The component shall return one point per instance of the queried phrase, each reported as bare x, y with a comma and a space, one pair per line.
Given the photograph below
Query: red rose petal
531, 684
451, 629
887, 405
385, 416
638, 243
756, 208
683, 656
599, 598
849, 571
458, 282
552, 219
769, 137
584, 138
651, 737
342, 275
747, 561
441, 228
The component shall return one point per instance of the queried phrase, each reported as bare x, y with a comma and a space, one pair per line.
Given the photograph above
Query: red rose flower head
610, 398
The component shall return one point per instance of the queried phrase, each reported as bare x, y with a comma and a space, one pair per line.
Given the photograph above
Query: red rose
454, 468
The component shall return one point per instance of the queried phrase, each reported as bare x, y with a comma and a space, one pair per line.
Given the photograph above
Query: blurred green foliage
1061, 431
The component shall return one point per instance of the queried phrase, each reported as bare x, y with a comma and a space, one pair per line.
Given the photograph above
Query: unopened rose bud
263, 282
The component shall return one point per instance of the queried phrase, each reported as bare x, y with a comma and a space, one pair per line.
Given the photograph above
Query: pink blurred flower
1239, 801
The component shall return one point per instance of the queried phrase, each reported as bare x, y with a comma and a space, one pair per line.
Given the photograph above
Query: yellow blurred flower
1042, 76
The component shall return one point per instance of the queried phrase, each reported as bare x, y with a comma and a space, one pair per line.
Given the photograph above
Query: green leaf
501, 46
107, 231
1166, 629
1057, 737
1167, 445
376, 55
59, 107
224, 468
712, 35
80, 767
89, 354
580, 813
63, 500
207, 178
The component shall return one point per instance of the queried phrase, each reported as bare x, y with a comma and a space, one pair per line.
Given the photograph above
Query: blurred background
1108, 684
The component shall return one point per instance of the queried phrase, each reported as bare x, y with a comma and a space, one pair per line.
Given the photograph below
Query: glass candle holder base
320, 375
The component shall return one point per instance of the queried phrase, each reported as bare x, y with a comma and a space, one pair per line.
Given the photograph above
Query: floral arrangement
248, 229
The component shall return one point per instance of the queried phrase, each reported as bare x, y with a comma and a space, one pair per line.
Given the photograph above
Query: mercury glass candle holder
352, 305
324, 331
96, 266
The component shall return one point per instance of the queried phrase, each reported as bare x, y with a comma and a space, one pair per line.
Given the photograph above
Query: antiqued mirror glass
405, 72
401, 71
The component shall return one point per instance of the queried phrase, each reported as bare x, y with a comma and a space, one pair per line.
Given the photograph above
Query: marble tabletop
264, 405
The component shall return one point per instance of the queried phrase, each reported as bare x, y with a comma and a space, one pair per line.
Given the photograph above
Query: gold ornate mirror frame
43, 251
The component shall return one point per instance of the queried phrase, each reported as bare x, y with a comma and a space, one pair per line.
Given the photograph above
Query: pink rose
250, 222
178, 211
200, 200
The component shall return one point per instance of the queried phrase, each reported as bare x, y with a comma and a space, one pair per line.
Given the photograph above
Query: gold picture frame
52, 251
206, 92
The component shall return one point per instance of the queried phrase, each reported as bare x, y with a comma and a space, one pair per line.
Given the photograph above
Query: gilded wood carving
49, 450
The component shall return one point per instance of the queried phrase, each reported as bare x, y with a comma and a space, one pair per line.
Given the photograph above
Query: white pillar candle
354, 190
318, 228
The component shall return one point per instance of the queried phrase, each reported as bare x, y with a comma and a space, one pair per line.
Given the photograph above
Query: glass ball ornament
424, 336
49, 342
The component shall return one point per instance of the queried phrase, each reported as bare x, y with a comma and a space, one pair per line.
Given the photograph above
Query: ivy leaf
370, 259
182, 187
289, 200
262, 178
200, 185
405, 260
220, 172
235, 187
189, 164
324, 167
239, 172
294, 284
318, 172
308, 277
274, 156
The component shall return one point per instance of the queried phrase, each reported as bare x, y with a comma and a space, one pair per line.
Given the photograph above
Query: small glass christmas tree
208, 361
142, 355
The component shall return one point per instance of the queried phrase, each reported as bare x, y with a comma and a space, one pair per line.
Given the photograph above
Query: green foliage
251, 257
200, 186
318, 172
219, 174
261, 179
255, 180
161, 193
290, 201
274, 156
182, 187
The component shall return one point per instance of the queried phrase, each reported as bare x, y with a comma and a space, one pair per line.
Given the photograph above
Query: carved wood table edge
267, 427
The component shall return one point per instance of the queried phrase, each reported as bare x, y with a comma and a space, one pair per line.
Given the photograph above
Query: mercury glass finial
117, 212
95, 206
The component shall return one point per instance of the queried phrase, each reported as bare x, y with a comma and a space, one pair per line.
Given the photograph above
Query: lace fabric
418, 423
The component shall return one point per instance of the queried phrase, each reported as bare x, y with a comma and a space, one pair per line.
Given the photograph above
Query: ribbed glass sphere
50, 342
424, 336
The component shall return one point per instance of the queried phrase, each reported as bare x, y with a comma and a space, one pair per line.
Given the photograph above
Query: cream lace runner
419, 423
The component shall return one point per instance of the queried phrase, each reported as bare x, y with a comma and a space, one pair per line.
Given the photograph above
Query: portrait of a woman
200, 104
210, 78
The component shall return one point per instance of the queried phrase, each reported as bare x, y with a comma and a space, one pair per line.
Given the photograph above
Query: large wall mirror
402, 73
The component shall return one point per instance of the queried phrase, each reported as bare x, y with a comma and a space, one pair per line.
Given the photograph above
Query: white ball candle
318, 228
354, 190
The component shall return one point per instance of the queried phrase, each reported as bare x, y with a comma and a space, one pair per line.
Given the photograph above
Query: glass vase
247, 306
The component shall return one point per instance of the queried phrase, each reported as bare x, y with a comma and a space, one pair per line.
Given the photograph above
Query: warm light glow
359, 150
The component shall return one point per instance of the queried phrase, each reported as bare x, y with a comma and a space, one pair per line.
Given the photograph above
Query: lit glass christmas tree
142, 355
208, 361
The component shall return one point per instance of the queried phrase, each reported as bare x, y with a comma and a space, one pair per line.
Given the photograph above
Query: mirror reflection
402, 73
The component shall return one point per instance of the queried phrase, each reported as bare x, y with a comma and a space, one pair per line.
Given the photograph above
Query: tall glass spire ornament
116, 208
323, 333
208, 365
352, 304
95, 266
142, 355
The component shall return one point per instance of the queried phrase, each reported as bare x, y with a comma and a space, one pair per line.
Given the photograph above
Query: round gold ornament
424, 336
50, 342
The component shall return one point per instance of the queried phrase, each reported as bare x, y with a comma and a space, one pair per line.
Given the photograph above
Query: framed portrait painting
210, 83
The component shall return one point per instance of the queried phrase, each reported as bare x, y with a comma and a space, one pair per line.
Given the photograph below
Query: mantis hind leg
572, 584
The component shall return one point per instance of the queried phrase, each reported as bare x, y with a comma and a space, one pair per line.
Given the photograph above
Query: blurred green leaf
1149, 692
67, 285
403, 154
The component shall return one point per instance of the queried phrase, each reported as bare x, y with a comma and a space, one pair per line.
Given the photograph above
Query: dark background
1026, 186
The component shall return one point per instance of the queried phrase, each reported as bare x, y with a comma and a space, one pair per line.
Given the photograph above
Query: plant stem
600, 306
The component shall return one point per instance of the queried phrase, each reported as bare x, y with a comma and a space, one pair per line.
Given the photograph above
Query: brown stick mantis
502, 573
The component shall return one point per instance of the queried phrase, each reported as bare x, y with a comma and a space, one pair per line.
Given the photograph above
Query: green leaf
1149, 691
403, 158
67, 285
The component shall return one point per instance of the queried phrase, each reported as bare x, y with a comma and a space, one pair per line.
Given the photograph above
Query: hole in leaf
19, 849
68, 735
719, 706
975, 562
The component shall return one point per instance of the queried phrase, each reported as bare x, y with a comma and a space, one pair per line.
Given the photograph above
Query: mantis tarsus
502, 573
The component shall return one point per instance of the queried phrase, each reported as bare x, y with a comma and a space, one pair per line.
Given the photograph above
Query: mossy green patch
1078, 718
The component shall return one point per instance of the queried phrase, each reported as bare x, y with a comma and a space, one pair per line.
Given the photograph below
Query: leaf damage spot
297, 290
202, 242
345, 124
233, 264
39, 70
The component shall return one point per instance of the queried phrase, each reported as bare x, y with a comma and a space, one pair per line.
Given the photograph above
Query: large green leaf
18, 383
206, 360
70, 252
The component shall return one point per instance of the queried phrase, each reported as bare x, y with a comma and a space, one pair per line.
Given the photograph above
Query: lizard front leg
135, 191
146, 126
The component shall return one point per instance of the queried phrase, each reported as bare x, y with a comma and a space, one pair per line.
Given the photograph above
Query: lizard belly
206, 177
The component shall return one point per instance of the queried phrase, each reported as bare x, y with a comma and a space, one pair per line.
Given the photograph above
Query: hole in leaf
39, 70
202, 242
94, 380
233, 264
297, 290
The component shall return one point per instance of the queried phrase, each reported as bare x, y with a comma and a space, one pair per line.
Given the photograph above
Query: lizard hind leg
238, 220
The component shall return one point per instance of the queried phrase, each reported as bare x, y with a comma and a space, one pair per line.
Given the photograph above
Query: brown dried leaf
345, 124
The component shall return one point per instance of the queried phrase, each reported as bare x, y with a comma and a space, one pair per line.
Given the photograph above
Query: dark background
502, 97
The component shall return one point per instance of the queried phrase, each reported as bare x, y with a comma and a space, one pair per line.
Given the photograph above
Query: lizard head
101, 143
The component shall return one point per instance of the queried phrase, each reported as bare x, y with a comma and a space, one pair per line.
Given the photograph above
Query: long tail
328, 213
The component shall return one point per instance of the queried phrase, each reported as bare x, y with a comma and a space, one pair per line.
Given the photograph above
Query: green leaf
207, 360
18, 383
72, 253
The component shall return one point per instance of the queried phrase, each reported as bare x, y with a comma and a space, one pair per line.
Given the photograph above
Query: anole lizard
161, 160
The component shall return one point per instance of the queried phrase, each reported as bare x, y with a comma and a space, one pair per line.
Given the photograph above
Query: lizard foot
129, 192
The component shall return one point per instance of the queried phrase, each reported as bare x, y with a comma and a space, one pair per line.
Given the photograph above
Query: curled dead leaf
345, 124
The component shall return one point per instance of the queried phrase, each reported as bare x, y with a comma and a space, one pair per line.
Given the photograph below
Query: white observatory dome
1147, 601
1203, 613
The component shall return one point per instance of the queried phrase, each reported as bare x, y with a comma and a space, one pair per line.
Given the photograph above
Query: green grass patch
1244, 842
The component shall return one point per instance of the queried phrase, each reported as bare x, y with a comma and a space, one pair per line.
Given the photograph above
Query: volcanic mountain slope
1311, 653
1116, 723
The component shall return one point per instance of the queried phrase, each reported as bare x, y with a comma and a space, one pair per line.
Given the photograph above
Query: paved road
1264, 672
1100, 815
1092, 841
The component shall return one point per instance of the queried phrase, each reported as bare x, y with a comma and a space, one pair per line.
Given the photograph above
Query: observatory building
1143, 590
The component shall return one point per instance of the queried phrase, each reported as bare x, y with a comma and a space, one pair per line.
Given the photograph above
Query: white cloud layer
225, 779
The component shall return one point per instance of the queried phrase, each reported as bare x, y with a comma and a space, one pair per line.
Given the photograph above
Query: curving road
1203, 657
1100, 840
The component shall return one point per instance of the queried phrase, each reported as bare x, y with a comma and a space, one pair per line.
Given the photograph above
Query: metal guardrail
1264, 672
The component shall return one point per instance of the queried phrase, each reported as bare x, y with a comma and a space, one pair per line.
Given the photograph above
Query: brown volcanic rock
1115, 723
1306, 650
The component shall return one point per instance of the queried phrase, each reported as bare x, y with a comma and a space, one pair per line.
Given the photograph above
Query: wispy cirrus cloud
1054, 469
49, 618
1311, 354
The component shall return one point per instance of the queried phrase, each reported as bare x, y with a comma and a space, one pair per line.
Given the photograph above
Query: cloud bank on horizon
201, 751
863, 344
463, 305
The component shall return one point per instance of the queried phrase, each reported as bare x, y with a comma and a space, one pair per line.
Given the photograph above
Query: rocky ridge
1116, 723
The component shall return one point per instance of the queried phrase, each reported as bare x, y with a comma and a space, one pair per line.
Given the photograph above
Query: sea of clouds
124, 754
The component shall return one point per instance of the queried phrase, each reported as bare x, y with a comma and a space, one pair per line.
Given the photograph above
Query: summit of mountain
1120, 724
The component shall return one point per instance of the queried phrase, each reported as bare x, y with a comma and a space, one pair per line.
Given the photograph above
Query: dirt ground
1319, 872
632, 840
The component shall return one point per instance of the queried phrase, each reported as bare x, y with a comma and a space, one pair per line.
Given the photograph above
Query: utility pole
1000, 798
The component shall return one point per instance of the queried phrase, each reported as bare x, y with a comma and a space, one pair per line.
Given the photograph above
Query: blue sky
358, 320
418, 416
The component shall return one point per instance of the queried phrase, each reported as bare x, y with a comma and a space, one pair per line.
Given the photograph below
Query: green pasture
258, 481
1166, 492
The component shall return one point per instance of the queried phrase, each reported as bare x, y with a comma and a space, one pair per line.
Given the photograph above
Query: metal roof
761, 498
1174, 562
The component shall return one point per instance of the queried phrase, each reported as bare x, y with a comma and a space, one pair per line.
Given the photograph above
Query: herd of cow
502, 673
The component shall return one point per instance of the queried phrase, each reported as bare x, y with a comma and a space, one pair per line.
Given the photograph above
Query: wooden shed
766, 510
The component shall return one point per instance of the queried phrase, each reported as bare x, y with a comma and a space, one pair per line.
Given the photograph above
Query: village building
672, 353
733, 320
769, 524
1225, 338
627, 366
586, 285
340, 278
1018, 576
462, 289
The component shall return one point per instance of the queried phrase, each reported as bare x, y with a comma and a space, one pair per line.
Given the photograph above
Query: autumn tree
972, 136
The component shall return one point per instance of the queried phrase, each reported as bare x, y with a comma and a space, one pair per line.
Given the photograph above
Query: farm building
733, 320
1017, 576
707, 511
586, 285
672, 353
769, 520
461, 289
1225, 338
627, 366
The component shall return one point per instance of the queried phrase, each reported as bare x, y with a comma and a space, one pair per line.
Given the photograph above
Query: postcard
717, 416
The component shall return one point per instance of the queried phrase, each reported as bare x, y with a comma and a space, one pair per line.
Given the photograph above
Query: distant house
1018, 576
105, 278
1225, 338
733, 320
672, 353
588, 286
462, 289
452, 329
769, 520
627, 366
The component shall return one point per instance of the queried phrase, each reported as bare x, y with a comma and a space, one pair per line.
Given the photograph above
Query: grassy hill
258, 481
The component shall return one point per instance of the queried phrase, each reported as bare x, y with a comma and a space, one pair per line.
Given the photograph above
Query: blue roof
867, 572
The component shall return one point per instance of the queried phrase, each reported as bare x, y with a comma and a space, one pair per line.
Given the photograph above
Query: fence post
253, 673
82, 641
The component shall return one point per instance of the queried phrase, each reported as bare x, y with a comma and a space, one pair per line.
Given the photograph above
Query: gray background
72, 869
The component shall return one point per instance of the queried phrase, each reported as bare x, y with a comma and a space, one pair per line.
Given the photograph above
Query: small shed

^^^^^^^^

◆ What is asked
Tally the lines of the records above that contain the string "lizard", with case counting, and give only the number.

◆ Answer for the task
6